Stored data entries
=-=-=-=-=

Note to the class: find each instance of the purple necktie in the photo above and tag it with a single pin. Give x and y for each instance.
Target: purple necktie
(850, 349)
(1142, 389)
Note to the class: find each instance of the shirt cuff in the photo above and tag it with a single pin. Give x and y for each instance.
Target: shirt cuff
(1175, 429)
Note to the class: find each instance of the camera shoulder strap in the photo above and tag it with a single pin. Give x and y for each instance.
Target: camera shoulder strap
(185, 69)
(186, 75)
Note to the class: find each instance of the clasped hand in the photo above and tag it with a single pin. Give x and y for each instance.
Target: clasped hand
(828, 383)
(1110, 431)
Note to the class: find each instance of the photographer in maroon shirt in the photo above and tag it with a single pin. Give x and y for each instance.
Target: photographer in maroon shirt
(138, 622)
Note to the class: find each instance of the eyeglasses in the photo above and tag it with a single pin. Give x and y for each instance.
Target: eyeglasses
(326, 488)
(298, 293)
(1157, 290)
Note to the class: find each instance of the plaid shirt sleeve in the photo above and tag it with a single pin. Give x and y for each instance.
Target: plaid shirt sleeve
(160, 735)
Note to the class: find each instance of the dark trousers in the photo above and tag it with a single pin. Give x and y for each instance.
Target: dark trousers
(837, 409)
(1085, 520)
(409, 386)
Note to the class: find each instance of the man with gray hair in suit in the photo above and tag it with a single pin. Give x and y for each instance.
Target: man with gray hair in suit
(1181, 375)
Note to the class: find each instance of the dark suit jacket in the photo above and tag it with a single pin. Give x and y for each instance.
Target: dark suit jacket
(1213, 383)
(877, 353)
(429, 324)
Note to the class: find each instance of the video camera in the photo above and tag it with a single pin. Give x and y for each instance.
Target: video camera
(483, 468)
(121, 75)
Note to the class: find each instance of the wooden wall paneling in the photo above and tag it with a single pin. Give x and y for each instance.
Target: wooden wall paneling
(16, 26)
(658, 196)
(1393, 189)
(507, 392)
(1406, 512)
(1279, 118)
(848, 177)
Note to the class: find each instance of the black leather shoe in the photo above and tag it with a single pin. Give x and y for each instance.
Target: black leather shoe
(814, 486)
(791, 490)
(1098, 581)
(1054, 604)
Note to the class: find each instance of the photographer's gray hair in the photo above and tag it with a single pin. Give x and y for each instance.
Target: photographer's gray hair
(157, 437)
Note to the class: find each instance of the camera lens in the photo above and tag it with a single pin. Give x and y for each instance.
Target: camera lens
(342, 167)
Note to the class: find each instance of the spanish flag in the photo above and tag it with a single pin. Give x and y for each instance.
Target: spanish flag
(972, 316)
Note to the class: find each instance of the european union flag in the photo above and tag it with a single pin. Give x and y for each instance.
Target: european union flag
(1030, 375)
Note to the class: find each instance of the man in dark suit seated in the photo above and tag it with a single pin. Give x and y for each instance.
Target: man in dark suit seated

=-=-=-=-=

_Work request_
Reproduce the data, keeping every line exactly the same.

_Response area_
Note to the class: find each instance of the purple necktie in the photo above and tag it with a single pin. Give x and y for each instance.
Target: purple necktie
(850, 349)
(1142, 389)
Note to the class: find each instance of the shirt cuff in the photo above and tag it with a single pin. Give x and y for each instance.
Target: shirt cuff
(1175, 429)
Note to the class: find each instance of the camera shoulder strap in the photo above and tag it with a single pin. Give x and y for each instance.
Target: camera shoulder strap
(185, 69)
(186, 75)
Note to the class: find each instance of the clasped hand in the photo above and tag it with a single pin. Give x and y for each instance.
Target: clasped hand
(828, 383)
(1110, 431)
Note to the class: find each instance of the photographer in maroon shirt in the photo above and tag it with a single pin. Give x and y for each instance.
Target: photographer in maroon shirt
(138, 622)
Note to the class: find each instance of the eyeglasses in the photo above and tag it with a single pin. Give x and y for each instance.
Target: eyeglasses
(326, 488)
(298, 293)
(1157, 290)
Note to the class: find each instance of the plaid shirt sleeve in the photo above and tag it with a single pin. Give x and y for each instance.
Target: plaid shirt sleeve
(160, 735)
Note to the class: find each instance of the dark trousers in the photo above and tag it with a single pin. Give x and y for each instance.
Target: dark trousers
(837, 409)
(1085, 520)
(409, 386)
Note to the class: find each instance of the man with gray hair in suit in the photo above and tag it with a single pin. Give x and y for each instance.
Target: man with gray hair in suit
(1181, 375)
Note to the class: find each instance of the dark suit jacket in the photo above and tag it with a single pin. Give x and y for each instance.
Target: dark suit jacket
(1213, 383)
(877, 353)
(429, 324)
Note to the class: find each instance of the video camera in the photo above and tag it with a single pin. Give x and y for each instance.
Target: video camera
(483, 468)
(121, 75)
Note to the class: find each instance of the wooden wall paneling in the photo above and tag it with a single pin. Give x and y for each instance.
Target: wooden wall paneling
(16, 26)
(658, 196)
(1393, 189)
(507, 392)
(1406, 512)
(1279, 118)
(848, 177)
Note to the class: find each instance of the black leather shoe in the photo above and tag it with a single pin. Give x and y for each instance.
Target: black leather shoe
(814, 486)
(791, 490)
(1098, 581)
(1054, 604)
Note to the class: find each instance of the photographer's gray hair in the photo above and tag it with a single pin. Give x and y for each instance.
Target: photographer's gray hair
(157, 437)
Note to the class: find each instance of the camera lens in the photo above and tag it with a single pin. Give x and y for each instance.
Target: camera lens
(342, 167)
Note to the class: find each instance of the spanish flag in the photo above and tag it with a single pin. Give x and y for each instance.
Target: spanish flag
(972, 316)
Note to the class: find each instance of the european union flag in the photo above and tag it with a single pin. Give x and y for each instance.
Target: european union flag
(1030, 375)
Note to the class: find each instance of the man in dark suit seated in the photo above and tag it with a single pin. Give x and y for each instance.
Target: man in dark suit seated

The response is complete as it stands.